## BEGIN Listing

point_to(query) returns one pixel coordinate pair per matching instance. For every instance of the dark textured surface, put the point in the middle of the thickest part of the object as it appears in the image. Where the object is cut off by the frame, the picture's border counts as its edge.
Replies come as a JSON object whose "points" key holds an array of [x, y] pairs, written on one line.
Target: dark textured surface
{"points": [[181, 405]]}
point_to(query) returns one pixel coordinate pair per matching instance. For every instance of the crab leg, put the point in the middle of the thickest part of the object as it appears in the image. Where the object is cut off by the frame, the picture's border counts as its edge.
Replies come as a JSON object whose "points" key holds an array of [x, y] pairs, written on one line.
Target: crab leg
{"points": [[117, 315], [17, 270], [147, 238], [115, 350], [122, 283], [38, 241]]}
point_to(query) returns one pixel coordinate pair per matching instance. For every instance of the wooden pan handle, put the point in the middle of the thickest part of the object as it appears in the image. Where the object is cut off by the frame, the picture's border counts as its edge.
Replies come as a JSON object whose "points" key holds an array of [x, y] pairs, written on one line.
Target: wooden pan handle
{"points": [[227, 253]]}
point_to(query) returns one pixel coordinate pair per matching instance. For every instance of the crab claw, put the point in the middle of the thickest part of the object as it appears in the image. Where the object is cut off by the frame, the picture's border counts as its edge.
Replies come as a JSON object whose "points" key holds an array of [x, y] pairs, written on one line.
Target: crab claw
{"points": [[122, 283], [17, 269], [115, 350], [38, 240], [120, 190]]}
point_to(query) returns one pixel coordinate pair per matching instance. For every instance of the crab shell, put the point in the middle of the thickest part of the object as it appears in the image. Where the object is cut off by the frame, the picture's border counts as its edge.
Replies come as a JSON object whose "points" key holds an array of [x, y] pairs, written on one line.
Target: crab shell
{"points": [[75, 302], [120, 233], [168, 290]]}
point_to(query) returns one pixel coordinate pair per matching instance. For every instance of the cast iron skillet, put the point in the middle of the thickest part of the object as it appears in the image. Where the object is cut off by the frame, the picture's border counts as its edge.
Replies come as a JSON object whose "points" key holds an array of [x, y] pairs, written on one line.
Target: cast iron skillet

## END Listing

What you should do -
Locate "of the cast" in the data above. Then repeat, exactly, its line and each line after it through the last, adding nothing.

Response for this exercise -
point_to(query) returns one pixel coordinate pair per matching instance. For every instance of the cast iron skillet, put the point in the middle of the thickest part of the object as it appears in the image. Where the object is cut off by the frame, the picture's border counts as its edge.
Replies come as a JSON object whose "points" key holds an array of [x, y] pairs, written on one line.
Target: cast iron skillet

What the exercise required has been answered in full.